Rescale everything from the line containing "Per instance of the car shadow" down to the end of the records below, both ends included, and reproduce all of those lines with the requests kept. Multiply every coordinate in the answers by 1.85 and round each result to a whole number, rounding halves up.

+ + + + +

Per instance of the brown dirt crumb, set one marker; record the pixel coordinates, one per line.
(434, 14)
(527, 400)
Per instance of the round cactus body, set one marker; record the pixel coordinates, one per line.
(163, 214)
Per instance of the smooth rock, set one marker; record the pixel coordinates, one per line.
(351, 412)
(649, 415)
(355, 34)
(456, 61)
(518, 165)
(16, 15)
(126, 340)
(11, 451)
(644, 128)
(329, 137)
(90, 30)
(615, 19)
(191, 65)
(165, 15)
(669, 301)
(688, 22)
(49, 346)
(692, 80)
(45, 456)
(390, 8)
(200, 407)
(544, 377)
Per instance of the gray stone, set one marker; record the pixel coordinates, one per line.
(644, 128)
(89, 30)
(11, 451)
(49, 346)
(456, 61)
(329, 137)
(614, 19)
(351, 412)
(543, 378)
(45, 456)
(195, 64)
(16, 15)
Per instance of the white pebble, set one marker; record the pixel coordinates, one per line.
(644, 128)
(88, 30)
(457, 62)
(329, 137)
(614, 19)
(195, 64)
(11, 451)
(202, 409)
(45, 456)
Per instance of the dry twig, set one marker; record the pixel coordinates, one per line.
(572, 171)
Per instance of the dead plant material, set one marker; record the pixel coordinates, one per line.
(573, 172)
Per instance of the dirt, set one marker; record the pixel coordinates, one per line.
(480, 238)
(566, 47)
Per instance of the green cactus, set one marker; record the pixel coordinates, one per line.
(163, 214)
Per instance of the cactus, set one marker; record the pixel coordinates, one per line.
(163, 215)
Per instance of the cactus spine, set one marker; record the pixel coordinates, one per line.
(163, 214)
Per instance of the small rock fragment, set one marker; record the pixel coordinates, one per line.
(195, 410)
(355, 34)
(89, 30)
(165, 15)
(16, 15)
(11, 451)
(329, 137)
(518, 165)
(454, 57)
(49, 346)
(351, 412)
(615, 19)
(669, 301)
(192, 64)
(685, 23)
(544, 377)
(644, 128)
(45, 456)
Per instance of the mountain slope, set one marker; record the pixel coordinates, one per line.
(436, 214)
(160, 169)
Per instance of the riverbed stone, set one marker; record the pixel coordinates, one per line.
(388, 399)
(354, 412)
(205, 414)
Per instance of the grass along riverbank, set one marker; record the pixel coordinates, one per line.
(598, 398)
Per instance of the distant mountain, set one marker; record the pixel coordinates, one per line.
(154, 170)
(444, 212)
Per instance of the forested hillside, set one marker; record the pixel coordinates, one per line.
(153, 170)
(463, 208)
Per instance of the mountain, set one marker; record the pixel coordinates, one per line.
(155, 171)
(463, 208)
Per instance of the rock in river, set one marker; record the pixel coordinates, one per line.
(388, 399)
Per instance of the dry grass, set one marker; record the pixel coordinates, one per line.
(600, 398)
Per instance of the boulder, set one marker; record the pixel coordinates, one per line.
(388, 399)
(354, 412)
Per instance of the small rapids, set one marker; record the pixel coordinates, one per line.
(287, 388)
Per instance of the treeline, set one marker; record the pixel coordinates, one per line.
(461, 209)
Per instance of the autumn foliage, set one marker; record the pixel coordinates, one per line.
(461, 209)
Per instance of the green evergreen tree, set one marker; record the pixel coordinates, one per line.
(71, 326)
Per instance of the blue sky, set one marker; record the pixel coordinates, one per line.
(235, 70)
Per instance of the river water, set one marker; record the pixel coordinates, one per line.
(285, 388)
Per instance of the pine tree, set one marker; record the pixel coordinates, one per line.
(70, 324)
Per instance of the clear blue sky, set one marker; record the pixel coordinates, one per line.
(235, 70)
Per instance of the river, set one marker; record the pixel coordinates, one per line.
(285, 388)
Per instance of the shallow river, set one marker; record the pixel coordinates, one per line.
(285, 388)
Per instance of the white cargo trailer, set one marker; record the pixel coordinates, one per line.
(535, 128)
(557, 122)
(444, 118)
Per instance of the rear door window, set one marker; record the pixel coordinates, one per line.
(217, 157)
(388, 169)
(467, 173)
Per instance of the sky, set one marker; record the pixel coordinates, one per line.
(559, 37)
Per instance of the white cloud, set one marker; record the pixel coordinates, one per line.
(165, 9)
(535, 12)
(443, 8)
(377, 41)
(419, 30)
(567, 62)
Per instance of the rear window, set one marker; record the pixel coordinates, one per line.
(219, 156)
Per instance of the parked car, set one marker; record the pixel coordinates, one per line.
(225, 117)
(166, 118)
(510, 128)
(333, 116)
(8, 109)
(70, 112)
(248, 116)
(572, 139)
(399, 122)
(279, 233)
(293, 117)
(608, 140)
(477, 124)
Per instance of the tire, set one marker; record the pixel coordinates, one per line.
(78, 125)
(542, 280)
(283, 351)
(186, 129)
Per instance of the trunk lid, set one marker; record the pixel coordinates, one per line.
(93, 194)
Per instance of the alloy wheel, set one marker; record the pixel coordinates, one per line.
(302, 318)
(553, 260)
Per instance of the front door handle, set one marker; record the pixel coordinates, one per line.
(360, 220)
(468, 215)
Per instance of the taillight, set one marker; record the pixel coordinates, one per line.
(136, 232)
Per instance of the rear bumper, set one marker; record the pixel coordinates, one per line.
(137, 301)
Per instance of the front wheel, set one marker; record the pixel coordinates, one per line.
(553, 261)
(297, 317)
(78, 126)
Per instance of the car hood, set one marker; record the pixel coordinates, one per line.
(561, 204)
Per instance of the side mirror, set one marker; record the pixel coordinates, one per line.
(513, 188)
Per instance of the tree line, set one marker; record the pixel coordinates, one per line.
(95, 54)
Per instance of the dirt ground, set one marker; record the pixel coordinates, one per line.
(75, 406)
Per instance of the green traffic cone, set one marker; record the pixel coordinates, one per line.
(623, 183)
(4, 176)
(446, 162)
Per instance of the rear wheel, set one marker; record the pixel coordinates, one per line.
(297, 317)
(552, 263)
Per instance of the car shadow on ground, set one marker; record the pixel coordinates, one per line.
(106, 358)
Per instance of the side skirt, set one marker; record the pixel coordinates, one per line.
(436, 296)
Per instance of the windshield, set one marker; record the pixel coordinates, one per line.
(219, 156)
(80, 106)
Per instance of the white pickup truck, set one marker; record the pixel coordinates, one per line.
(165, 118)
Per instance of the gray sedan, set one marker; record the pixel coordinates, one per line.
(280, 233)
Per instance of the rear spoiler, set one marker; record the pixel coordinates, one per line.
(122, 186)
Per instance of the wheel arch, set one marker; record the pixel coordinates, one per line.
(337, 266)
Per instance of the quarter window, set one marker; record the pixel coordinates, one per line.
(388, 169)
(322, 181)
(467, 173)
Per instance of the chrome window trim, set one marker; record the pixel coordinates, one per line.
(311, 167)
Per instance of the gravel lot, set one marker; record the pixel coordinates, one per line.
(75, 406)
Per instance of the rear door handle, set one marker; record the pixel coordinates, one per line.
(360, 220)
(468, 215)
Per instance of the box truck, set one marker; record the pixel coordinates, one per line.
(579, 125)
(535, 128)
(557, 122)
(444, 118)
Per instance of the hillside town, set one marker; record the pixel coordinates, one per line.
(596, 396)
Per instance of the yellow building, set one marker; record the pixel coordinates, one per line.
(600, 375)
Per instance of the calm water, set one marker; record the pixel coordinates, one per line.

+ + + + +

Response below:
Per instance of the car shadow on ground, set one marker; record the pixel coordinates, one per line.
(196, 662)
Per instance of the side skirt, set one marker; record the pixel coordinates, one per line.
(807, 548)
Per instance of the windshield, set one marker; record the pixel coordinates, one per line.
(405, 289)
(148, 196)
Per instance of the white pickup truck, set one marker; record the pixel coordinates, one per line.
(305, 218)
Per instance of the gray sedan, set one marker; record the pixel coordinates, one per line.
(518, 431)
Per instance of the rear spoiler, set one marker; record the pixel coordinates, one per line.
(226, 344)
Per instance of the wheel arch, set one marker; record the pixel coordinates, one per line.
(623, 492)
Per instance of the quarter window, set one marker; record the pixel coordinates, one per line.
(718, 313)
(596, 335)
(864, 320)
Per instance of the chrome window trim, set one marker; record the pixel coordinates, one per line.
(575, 309)
Per instance of the gravel lot, set one marker; record the pixel coordinates, one per line.
(139, 751)
Per instance of the rear door handle, set one marker; record the pixel coordinates, one per line.
(666, 407)
(866, 398)
Per instance of the box truck, set one marker; record the pixel coordinates, one per line.
(1071, 231)
(990, 237)
(1030, 226)
(821, 218)
Per instance of the hillside town, set one marker; record the pixel coordinates, one per line.
(1103, 733)
Per instance of the yellow building, set one marker; record the pixel coordinates, one per line.
(1110, 694)
Per instance of the calm water, set one marker; record the pixel coordinates, one per line.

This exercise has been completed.